▸ **Отрывок для чтения**
--

Одним безотказным Дмитрием Хворостининым всех брешей в обороне великой державы закрыть невозможно. Учитывая даже ветерана-Шуйского.

В недостатке живой силы позволяет убедиться история последнего десятилетия Ливонской войны и, в частности, сообщения ряда иностранцев, совершенно не связанных друг с другом.

Датский дипломат Якоб Ульфельд в 1578 г. проехал половину России. По дороге он вдосталь навидался нищеты, безлюдья и запустения земель и описал все это в красках[218]218
  См.: Барсов Е.В. Путешествие в Россию датского посланника Якоба Ульфельда. М., 1889.


[Закрыть]
.

--

Повторите слово в слово часть отрывка о Ливонской войне от «В недостатке живой» до «Ульфельда. М., 1889.». Записи никак не связаны с отрывком о Ливонской войне.

Записи коллекции:
--

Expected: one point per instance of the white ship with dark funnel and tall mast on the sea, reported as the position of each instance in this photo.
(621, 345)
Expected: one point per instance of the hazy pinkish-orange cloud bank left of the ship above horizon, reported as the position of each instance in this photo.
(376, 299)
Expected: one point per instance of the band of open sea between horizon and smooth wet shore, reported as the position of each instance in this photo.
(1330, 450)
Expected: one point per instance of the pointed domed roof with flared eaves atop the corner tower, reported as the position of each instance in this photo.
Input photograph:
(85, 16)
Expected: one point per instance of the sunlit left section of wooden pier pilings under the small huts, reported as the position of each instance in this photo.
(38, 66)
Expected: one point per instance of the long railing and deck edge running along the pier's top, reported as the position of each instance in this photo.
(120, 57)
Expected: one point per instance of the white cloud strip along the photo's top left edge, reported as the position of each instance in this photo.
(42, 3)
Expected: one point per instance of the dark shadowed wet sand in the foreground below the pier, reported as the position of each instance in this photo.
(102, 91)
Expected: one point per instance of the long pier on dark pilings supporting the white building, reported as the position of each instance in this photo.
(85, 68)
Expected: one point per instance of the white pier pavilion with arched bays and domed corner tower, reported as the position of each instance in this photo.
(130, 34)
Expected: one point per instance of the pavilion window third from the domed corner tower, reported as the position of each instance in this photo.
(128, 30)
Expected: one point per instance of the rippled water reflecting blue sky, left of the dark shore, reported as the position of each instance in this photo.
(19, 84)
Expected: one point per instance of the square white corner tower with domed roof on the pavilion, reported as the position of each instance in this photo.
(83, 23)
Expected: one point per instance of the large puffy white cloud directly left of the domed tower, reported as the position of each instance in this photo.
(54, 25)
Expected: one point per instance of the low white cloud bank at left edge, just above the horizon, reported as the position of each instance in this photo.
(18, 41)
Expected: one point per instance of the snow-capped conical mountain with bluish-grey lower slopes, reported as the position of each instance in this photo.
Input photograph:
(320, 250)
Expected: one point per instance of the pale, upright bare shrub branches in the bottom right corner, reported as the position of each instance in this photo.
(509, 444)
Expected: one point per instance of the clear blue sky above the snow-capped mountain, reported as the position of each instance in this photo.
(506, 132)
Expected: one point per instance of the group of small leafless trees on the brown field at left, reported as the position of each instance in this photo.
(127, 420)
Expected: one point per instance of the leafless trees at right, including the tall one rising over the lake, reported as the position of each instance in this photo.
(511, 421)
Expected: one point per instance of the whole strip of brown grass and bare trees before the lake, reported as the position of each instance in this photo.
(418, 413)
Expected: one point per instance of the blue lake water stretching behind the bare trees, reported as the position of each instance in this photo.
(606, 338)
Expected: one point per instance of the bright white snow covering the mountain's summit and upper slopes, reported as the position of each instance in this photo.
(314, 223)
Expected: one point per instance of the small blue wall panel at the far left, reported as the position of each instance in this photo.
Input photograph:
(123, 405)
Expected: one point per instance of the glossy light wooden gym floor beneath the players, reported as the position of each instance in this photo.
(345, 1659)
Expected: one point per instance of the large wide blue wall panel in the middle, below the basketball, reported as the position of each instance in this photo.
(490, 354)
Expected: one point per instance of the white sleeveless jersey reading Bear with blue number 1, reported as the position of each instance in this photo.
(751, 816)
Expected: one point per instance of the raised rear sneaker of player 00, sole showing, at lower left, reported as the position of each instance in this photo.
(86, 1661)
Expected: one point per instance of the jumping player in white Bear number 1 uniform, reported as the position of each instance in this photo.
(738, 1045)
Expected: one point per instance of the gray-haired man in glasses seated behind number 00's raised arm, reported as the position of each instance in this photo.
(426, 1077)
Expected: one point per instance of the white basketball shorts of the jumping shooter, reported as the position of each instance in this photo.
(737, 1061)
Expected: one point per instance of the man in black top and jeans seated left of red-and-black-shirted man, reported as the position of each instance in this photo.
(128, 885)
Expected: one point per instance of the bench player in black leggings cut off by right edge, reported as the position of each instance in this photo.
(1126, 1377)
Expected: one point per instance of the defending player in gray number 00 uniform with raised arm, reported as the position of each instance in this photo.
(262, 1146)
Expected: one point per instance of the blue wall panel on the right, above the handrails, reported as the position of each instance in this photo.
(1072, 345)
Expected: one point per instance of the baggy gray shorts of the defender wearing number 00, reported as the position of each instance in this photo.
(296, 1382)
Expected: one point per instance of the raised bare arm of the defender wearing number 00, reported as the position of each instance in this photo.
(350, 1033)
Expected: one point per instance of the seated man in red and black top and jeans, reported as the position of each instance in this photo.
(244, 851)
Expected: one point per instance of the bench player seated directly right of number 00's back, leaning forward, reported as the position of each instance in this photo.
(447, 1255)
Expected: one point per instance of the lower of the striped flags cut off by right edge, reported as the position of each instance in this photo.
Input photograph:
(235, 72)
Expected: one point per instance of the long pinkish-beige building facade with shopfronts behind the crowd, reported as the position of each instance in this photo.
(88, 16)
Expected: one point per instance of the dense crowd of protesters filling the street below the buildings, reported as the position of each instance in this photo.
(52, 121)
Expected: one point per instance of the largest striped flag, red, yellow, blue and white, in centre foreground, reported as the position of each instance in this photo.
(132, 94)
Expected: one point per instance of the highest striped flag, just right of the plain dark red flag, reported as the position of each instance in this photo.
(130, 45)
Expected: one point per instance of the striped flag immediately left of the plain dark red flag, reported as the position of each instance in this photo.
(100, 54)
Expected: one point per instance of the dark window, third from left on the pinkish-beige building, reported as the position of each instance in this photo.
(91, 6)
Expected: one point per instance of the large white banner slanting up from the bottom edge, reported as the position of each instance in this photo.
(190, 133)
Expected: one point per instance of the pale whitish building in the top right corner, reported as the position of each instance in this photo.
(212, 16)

--

▸ **Решение задачи**
В недостатке живой силы позволяет убедиться история последнего десятилетия Ливонской войны и, в частности, сообщения ряда иностранцев, совершенно не связанных друг с другом.

Датский дипломат Якоб Ульфельд в 1578 г. проехал половину России. По дороге он вдосталь навидался нищеты, безлюдья и запустения земель и описал все это в красках[218]218
  См.: Барсов Е.В. Путешествие в Россию датского посланника Якоба Ульфельда. М., 1889.